The Feel of Morocco
The Feel of Morocco
Inshallah
“The Feel of Morocco”
During our first months in Europe, church bells rang every hour, reminding us of time. As we crossed into Morocco, the bells ceased and were replaced by strange voices heard from mosque loudspeakers five times a day. With no blocks in the calendar to fill the spaces in between, time had slowly begun to escape us in our next-chapter life. I became more present to my body and how it felt to be anchored in time and space, instead of living by schedules that once defined time for us.
It was hard to hear the Adhān and not become more aware of our existence within time and space — and even deeper, to ponder its connection to something greater, as the call to prayer suggests. During our months in Morocco, we traveled through remote deserts and villages to the largest cities in the country, and not one day was there an absence of this call.
Something I’ve appreciated about our time in Morocco is the silence, space, and slowness manifested by Morocco’s many cultural and societal layers. One layer, I learned, includes a system called the Moroccan model of moderate Islam, which integrates Islamic jurisprudence (Islamic law), Ashʿari theology (Islamic belief system), and Sufi spirituality. A fourth component is a revered monarchy that helps ensure moderation in the religious order. To make things even more interesting and textured, Moroccan culture is still heavily influenced by the animistic values of the ancient Amazigh people from before the Common Era.
Being in the slow-paced, spiritual, and more embodied culture of Morocco made us realize how easy it was to get lost within an American value system built around an external locus of control — and to lose awareness of the here and now, as well as the truly important things in life, like kindness, love, and a sense of belonging.
As we straddled two seemingly different worlds, I questioned even more the meaning of life, morality, and happiness. Many times during the month of Ramadan, I thought, “Wow, we are exploring this country while the entire country is praying, fasting, and working hard to feed their families — all the while displaying sincere humility, gratitude, and acceptance.”
I also thought about how our country — the richest nation in the world — and other countries are waging wars when the global GDP already produces enough to support the basic needs of the world’s entire population.
I also thought about what is considered power. There are many forms of power — including the power of prayer, kindness, and presence — which many Moroccans exemplified.
During Ramadan, Moroccans fast until the evening and restrain from things that create distraction. It is a month of purification. At the end, they make peace with all those with whom they’ve had conflict in the past. I thought, if we are all connected, as I believe we are, I imagine the collective gain produced for all humanity — similar to thousands of monks meditating for long periods of time. And here in Morocco is an entire country living a version of just that.

········

## Objective
According to the essay on Morocco, what three things does the Moroccan model of moderate Islam integrate? The rows are not needed for this.

Excerpts from point annotation data:
········

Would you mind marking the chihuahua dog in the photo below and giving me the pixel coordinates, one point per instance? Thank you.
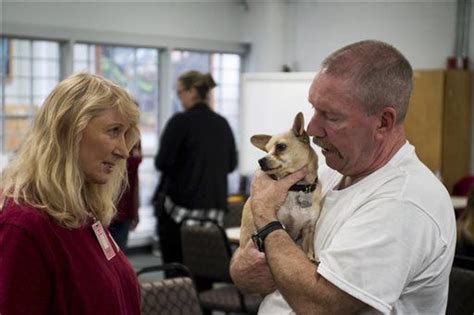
(288, 152)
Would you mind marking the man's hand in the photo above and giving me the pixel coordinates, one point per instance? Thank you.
(250, 272)
(267, 195)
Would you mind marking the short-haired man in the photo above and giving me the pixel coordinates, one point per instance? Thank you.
(386, 235)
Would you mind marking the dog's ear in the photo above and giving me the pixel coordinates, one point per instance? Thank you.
(298, 125)
(260, 141)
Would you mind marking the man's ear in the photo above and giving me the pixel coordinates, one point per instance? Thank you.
(387, 119)
(298, 124)
(260, 141)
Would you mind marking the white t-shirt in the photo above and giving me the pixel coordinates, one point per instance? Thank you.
(388, 240)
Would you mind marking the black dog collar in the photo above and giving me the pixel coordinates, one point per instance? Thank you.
(306, 188)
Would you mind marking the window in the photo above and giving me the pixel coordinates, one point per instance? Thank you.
(135, 69)
(225, 68)
(29, 71)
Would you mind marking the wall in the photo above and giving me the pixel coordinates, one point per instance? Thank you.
(424, 31)
(204, 20)
(299, 33)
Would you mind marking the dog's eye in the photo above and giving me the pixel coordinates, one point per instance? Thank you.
(280, 147)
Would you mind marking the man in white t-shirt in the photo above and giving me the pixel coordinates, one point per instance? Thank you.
(386, 235)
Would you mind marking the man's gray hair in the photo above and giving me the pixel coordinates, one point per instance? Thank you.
(379, 74)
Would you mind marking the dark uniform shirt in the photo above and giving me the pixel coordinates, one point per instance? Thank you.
(197, 151)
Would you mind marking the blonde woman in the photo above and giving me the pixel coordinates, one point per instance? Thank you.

········

## Complete response
Islamic jurisprudence (Islamic law), Ashʿari theology (Islamic belief system), and Sufi spirituality.